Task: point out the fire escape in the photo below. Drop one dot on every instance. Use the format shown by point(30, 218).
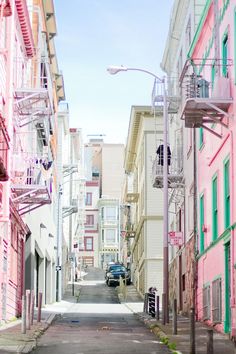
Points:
point(32, 158)
point(207, 96)
point(175, 157)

WHAT THE TASK ASKS:
Transcribe the material exactly, leaving every picture out.

EXPECTED ANSWER:
Task: point out the fire escape in the photo below. Drop one dot on every instance. Use the format shown by point(30, 218).
Points:
point(32, 158)
point(207, 96)
point(175, 157)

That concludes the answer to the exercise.